Top of Data for this task

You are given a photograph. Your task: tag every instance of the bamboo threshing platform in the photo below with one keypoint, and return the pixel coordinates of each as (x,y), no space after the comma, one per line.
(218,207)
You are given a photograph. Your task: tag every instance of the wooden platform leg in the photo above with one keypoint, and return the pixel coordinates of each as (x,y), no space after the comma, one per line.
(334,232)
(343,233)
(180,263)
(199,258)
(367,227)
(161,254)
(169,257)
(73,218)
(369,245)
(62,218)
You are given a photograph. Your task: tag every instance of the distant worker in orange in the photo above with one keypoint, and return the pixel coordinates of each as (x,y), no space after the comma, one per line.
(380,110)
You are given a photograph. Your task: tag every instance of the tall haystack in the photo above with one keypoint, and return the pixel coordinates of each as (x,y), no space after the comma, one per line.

Bottom of Data for this task
Top of Data for this task

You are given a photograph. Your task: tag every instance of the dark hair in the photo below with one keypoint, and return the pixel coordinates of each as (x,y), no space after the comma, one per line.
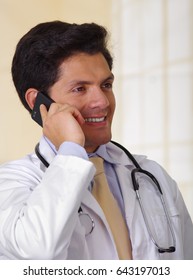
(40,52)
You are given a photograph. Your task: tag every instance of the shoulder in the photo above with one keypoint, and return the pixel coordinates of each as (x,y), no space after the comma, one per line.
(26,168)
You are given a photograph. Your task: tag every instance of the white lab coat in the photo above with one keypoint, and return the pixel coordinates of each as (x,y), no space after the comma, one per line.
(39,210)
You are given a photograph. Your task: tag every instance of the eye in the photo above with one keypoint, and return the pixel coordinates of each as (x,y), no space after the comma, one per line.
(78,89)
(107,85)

Bottom of Data for this task
Top of Data for this task

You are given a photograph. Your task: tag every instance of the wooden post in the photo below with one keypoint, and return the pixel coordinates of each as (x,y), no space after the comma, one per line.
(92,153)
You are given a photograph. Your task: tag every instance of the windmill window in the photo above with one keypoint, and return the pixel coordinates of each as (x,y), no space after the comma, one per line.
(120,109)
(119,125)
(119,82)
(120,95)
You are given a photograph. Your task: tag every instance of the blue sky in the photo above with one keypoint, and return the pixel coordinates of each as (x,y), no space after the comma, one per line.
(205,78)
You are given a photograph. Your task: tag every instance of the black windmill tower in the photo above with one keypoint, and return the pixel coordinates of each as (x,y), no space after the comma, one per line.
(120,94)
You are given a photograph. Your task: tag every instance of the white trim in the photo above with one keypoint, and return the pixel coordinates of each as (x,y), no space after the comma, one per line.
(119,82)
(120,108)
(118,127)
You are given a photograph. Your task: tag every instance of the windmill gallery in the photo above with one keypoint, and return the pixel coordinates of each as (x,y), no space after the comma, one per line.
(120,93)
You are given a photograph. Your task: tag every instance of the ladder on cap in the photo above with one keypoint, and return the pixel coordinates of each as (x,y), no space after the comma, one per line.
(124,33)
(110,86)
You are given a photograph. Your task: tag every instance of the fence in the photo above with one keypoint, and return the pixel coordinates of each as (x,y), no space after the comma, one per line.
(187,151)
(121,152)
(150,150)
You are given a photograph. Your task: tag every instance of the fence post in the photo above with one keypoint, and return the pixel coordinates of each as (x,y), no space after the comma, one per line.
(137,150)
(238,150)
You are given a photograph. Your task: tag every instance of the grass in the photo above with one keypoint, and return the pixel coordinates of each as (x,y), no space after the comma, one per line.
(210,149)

Bottom of Data for this task

What to work on:
Your answer must be the lines above from the one containing "the wooden platform" to the one containing "of the tall", both included, restated word for word.

Response to this exercise:
You are given a photograph. Your task: tag every instance of the wooden platform leg in the photo above with one keypoint, and return the pixel coordinates of each as (x,y), no space after the comma, one per line.
(334,232)
(343,233)
(180,263)
(199,258)
(367,227)
(161,254)
(169,257)
(73,218)
(369,245)
(62,218)
You are given a photograph. Your task: tag every instance of the distant worker in orange in the photo above with one keypoint, and return the pixel coordinates of each as (x,y), no space after the comma, one per line.
(380,110)
You are given a photograph. Your task: tag every instance of the tall haystack in the photo above with one keypoint, and return the pixel coordinates of each as (x,y), no space after the comma, one per line.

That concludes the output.